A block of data
#####
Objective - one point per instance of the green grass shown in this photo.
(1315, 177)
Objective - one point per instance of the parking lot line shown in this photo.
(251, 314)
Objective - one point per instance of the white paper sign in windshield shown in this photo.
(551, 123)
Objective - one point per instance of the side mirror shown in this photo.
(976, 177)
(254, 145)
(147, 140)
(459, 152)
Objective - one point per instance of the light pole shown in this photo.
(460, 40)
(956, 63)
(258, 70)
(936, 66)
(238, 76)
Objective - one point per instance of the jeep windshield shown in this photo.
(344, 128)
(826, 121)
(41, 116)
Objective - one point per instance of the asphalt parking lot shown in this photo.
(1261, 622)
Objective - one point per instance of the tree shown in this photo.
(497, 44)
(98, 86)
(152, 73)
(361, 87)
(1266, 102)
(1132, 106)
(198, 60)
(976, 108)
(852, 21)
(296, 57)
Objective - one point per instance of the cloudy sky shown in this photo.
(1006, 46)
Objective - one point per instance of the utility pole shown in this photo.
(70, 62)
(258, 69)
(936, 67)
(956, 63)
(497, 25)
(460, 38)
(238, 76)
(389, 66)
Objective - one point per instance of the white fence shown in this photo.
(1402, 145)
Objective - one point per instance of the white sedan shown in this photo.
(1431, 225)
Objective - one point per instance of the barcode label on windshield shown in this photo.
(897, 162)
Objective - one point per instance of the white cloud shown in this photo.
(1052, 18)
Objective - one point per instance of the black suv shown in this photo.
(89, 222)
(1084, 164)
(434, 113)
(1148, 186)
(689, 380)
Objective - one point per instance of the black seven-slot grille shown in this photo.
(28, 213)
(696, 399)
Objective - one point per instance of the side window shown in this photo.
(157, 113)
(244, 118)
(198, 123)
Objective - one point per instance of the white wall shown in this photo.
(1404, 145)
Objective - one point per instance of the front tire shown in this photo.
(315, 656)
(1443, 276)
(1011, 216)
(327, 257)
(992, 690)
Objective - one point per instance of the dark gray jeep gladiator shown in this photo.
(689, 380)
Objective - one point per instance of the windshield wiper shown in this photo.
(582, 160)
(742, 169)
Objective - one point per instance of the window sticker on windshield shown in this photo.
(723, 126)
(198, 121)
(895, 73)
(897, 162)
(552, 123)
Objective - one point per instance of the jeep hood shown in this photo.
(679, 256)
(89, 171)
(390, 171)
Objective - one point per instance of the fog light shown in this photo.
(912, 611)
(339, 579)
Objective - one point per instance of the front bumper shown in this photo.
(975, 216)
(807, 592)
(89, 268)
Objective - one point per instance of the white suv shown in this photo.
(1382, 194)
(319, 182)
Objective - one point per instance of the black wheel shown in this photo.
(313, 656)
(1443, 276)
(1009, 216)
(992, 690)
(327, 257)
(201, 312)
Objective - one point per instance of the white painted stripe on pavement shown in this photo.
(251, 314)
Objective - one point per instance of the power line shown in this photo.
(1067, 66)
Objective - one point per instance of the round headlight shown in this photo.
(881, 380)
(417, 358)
#####
_EXERCISE AIM_. Starting at the line that contains "Objective - one point per instance of the white wall" and continuing through the last of the rows, write out every line again, objective lines included. Multiply each point coordinate by 0.55 and round to the nearest whole number, rounding halves up; leave the objective lines unchanged.

_ANSWER FOR THE TASK_.
Objective - one point per instance of the white wall shown in this photo.
(772, 80)
Objective - one point per instance of the front tire shown in this photo.
(173, 361)
(794, 152)
(556, 119)
(180, 141)
(546, 380)
Objective - one point per instance of the dark gray jeep gladiator shown in this photo.
(379, 209)
Objective - one point per instance of the windshield wiper shown in this photo.
(320, 88)
(408, 93)
Objective - one point per instance of the window sticker on windshield shown in this photo.
(398, 69)
(109, 67)
(492, 40)
(493, 89)
(304, 68)
Objective - one point per instance of the jeep hood shown in this photo.
(373, 141)
(49, 94)
(215, 94)
Objective - one point per instance of the fog light shown in this photo.
(502, 336)
(186, 318)
Objective - one point per instance of the front bumper shown in this photo.
(536, 119)
(444, 326)
(49, 147)
Objective - one point per instance of the white suv shown in this photo.
(760, 107)
(175, 100)
Objective - one point per instance of the black wheel shown in this photo.
(172, 361)
(794, 152)
(555, 119)
(546, 380)
(180, 141)
(111, 172)
Objective - one point per instance of the white painted stripe on pavement shown in this photo.
(138, 173)
Objective - one point per instance of the power line shown in this photo.
(587, 36)
Objective - one point per instance of the round headlight shown in this photo.
(485, 209)
(229, 197)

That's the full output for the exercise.